— What the exercise asks —
Print the child poverty passage below word for word, from "It should be" to "and 35%, respectively.".

— Supplied passage —
#####

Child poverty; the starkest indicator of a failed public policy landscape and political indifference.

It should be a scandal of the past that is consigned to the books of Dickens, Joyce and Tressell, to Victorian inner-city slums and to emerging economies far from our shores but sadly that is far from the case.

Here in Tory Britain, we live in the fifth-largest economy in the world. A select few in our society possess wealth beyond any of our comprehension, yet figures released this week show that one in four children live in poverty.

In Glasgow, Britain’s third-largest city, the picture is even worse. One in three children in our city are living in poverty, by far the highest rate in Scotland and the equivalent to more than 35,000 children.

The communities of the Glasgow Central constituency are worst affected with 42% of children living in poverty while the North East and South West constituencies of the city experience rates of 36% and 35%, respectively.

Those horrifying figures are a damning indictment of what happens when society forgets about the most vulnerable, or worse, when they become an easy target to blame for our collective woes.

You will frequently hear patronising and ignorant cries about how work is the best route out of poverty, but that rhetoric is easily disproven by the fact that 71% of children living in poverty across the UK are living in a family where at least one adult is working. What do those who advocate work as the sole vehicle out of poverty say to that?

And while the language of shirkers and scroungers may not be as prevalent as it has been in the past, the figures tell their own story and that is the situation facing those on the breadline isn’t any better.

The saddest thing of all is that it is a deliberate political choice.

Policies like the two-child social security cap are engineered to push those with more than two children towards poverty by decreeing that families will not qualify for welfare support for their third child unless very specific exemptions are met.

That callous social engineering has resulted in a poverty rate of 42% for children living in families where there are three or more children compared to 23% and 22% among children in families with one or two children, respectively.

At a time where we have a declining working-age population, with a looming demographic time-bomb currently being experienced by economies like Japan, it is not only a heinous policy that lacks any social conscience, but one that is economically illiterate.

That is why a future Labour government is committed to reforming the Universal Credit and wider social security system, and at the very heart of that reform will be a drive to eradicate the scourge of child poverty from our society.

The Scottish Government is far from blameless in the face of this crisis, with powers to create new or enhance any existing social security benefit, but the reality is while they could and should mitigate the worst vestiges of Tory austerity, we must get rid of the root cause itself: the Tories.

#####

— Recorded information —
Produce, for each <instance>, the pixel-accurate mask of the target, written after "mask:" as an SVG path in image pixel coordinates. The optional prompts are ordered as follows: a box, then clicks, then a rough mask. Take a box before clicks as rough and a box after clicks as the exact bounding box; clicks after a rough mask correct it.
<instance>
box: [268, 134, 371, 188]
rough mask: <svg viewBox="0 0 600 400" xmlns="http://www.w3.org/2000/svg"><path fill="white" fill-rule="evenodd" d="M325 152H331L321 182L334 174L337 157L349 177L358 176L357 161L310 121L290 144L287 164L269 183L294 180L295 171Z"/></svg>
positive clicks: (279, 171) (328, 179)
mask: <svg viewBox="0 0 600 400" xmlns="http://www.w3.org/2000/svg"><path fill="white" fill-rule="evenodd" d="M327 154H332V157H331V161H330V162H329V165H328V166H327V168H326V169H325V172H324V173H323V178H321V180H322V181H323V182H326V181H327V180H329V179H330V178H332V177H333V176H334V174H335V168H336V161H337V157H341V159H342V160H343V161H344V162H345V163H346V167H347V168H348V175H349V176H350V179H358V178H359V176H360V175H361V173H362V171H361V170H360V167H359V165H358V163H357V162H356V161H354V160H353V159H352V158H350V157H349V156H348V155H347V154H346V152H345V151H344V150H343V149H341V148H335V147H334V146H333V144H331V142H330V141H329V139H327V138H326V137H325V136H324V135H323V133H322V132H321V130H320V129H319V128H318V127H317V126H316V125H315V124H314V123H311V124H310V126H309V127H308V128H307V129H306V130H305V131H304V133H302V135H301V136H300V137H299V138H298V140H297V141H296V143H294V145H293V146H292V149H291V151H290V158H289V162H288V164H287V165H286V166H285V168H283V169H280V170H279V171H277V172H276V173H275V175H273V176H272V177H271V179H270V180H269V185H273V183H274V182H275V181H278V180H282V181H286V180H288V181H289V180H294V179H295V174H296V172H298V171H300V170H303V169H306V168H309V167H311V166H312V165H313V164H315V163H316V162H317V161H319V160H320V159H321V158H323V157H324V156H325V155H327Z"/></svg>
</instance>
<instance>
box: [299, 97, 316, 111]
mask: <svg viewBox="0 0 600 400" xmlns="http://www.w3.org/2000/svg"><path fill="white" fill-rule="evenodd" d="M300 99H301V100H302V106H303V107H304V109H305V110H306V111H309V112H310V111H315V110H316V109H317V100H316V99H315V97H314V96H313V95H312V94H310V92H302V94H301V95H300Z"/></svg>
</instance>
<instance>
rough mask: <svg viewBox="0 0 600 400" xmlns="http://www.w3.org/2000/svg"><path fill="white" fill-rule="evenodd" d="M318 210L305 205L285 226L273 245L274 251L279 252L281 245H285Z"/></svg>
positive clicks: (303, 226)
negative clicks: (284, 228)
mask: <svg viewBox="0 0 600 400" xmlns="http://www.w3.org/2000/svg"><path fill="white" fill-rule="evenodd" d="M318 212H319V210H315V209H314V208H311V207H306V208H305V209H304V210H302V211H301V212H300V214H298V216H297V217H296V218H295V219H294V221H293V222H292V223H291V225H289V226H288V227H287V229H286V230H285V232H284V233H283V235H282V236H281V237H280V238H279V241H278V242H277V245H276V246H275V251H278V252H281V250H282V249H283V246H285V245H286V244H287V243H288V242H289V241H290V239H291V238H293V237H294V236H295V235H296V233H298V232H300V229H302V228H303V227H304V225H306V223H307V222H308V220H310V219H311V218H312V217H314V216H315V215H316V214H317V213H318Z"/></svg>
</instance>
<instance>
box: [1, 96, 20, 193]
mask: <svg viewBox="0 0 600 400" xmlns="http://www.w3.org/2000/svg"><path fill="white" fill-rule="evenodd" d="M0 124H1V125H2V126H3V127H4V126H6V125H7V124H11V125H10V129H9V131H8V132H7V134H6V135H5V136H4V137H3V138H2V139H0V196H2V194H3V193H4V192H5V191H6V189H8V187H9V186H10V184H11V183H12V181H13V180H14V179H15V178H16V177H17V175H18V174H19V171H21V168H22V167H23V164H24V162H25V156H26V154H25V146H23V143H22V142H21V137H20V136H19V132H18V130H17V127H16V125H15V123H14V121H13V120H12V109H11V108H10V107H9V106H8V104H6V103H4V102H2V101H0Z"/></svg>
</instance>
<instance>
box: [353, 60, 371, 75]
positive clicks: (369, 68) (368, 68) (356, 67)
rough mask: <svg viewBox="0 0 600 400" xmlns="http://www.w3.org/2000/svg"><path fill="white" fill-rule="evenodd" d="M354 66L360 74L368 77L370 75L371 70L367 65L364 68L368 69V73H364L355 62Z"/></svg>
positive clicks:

#####

— The completed task —
It should be a scandal of the past that is consigned to the books of Dickens, Joyce and Tressell, to Victorian inner-city slums and to emerging economies far from our shores but sadly that is far from the case.

Here in Tory Britain, we live in the fifth-largest economy in the world. A select few in our society possess wealth beyond any of our comprehension, yet figures released this week show that one in four children live in poverty.

In Glasgow, Britain’s third-largest city, the picture is even worse. One in three children in our city are living in poverty, by far the highest rate in Scotland and the equivalent to more than 35,000 children.

The communities of the Glasgow Central constituency are worst affected with 42% of children living in poverty while the North East and South West constituencies of the city experience rates of 36% and 35%, respectively.